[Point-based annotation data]
☆ ☆ ☆

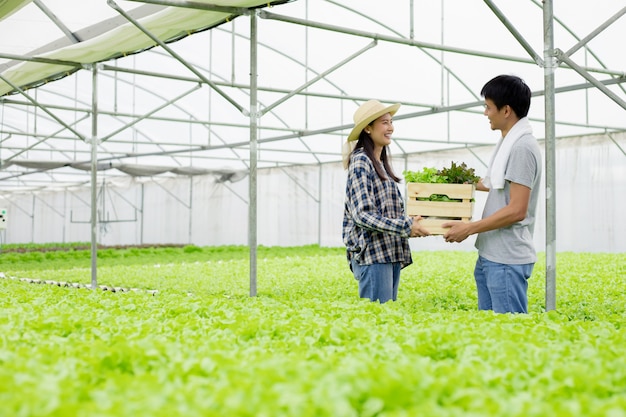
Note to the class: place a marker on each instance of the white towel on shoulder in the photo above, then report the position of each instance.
(494, 178)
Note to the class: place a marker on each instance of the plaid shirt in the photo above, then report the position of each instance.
(375, 228)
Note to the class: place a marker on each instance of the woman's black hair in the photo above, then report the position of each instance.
(365, 141)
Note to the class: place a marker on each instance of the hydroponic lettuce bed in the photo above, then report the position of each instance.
(306, 346)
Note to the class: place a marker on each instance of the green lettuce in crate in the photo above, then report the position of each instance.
(454, 174)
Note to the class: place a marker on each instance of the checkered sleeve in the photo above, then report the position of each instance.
(375, 204)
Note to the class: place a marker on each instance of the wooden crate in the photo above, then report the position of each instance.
(435, 213)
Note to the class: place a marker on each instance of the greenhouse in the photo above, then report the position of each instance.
(216, 127)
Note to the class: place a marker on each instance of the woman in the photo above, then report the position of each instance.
(375, 227)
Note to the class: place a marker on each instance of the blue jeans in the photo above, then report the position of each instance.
(501, 287)
(378, 282)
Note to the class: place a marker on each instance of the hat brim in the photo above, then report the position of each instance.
(356, 130)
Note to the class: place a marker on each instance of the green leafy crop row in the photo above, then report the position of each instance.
(306, 345)
(454, 174)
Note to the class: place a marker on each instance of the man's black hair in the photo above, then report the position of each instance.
(508, 89)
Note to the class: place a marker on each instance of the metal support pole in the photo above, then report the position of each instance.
(94, 177)
(550, 66)
(252, 205)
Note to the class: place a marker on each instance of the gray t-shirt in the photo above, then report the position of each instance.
(514, 244)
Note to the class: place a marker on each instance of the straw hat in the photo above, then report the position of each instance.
(363, 116)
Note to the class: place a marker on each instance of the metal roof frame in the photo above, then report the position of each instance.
(271, 144)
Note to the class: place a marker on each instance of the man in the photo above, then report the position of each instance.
(506, 253)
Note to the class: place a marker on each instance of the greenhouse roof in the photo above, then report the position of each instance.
(165, 87)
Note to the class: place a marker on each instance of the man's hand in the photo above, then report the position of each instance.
(459, 231)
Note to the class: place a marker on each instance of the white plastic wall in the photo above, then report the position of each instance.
(304, 205)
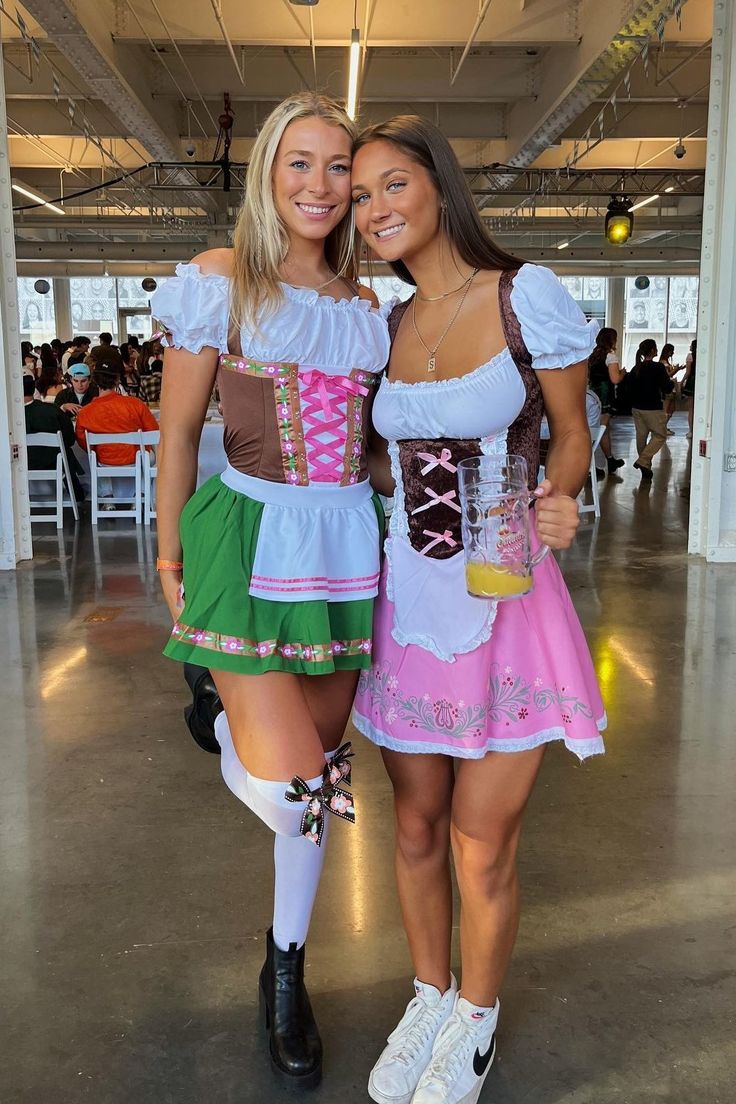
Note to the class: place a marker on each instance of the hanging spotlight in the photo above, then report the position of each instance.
(351, 106)
(619, 220)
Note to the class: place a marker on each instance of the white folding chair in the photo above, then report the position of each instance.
(127, 471)
(596, 436)
(60, 475)
(150, 470)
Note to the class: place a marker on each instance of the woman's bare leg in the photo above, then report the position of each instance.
(488, 805)
(423, 795)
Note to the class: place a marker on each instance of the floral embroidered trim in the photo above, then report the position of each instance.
(290, 430)
(355, 427)
(580, 747)
(328, 797)
(257, 368)
(263, 649)
(510, 698)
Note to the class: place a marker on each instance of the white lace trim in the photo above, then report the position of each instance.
(398, 524)
(580, 747)
(398, 528)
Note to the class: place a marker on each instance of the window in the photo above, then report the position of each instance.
(388, 287)
(35, 311)
(665, 310)
(589, 293)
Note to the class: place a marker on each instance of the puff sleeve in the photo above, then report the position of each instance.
(554, 328)
(193, 308)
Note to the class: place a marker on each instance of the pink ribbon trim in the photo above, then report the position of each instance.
(436, 499)
(437, 462)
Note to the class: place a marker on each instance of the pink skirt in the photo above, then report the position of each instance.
(533, 681)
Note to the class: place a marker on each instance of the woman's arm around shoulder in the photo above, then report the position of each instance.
(215, 262)
(369, 294)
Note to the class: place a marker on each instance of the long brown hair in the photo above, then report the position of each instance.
(460, 222)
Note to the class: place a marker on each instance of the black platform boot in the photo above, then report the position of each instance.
(205, 706)
(294, 1040)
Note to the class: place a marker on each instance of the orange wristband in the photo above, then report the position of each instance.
(169, 565)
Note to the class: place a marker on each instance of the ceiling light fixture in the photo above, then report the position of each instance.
(646, 202)
(39, 199)
(353, 73)
(619, 220)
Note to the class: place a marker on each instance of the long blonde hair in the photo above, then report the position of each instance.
(260, 241)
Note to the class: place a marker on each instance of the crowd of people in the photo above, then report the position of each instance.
(75, 388)
(648, 392)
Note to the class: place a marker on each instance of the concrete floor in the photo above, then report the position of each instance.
(136, 890)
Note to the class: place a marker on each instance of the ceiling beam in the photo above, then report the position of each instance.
(571, 82)
(82, 34)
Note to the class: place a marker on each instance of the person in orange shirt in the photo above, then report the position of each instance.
(110, 412)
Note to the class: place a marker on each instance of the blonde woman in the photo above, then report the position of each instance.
(279, 555)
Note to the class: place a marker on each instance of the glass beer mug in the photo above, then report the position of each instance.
(494, 498)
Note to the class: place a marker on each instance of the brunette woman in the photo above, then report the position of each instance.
(280, 554)
(650, 382)
(464, 694)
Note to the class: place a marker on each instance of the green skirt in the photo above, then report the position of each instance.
(223, 627)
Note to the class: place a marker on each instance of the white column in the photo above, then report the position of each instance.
(14, 511)
(63, 309)
(713, 487)
(615, 307)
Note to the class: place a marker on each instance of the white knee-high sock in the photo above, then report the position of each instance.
(297, 861)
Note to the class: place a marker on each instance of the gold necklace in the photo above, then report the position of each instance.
(436, 298)
(432, 363)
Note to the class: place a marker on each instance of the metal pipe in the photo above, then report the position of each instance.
(313, 44)
(179, 54)
(479, 22)
(221, 21)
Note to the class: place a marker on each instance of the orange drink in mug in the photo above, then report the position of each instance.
(496, 527)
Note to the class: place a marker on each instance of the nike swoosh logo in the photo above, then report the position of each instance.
(481, 1062)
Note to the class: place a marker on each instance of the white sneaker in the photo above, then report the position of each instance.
(395, 1075)
(461, 1057)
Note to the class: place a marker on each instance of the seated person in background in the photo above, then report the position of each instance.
(80, 345)
(31, 362)
(46, 417)
(112, 412)
(149, 388)
(81, 393)
(131, 375)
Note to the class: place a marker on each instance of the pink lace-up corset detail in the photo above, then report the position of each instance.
(432, 500)
(331, 414)
(308, 423)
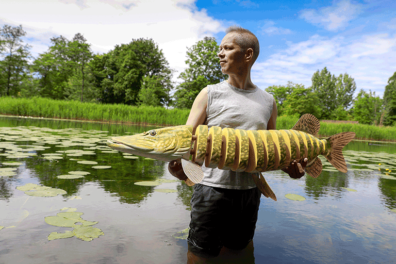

☆ ☆ ☆

PROBLEM DETAILS: Reproduce word for word the part of the data that opens with the line containing "the white sneaker" and runs through the end of the data. Leave the pictures out of your reproduction.

RESULT FOR THIS EXERCISE:
Note to the class: place a marker on each instance of the white sneaker in the photo above, then report the position of each instance.
(395, 1075)
(461, 1057)
Note to the class: place a marker on each instance of the seated person in background in the photo above, then report the position of each instance.
(80, 345)
(31, 362)
(46, 417)
(112, 412)
(149, 388)
(81, 393)
(131, 375)
Note to the class: place a marker on each instance of the pink lace-up corset detail in the photo above, then report the position of each instance.
(432, 500)
(331, 414)
(308, 423)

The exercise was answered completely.